◆ Problem description: Locate the line that contains "[point] every instance of the white chrysanthemum (one". Copy it and every following line through the end of the records, exactly, and include nothing else.

(Stored data entries)
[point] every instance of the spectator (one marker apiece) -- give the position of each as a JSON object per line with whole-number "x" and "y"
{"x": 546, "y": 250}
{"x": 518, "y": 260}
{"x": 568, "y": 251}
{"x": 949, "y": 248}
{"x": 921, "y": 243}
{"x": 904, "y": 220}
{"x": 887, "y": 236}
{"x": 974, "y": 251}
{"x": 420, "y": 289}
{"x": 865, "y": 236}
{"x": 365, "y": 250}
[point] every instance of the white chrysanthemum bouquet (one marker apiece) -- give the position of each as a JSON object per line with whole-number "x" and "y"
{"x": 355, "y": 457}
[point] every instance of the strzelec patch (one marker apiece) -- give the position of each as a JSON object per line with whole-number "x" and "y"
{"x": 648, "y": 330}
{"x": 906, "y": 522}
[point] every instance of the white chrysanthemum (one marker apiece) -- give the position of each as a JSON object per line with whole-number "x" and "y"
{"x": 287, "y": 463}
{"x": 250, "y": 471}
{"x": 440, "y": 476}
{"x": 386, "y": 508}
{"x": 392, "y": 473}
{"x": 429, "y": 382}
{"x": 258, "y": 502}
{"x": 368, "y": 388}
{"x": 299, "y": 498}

◆ Written response:
[point] every instance of the white chrysanthemum (one marker apiece) -- give the position of each as a JSON object per line with whole-number "x" and "y"
{"x": 287, "y": 463}
{"x": 250, "y": 471}
{"x": 440, "y": 476}
{"x": 386, "y": 508}
{"x": 392, "y": 473}
{"x": 429, "y": 382}
{"x": 258, "y": 502}
{"x": 368, "y": 388}
{"x": 299, "y": 498}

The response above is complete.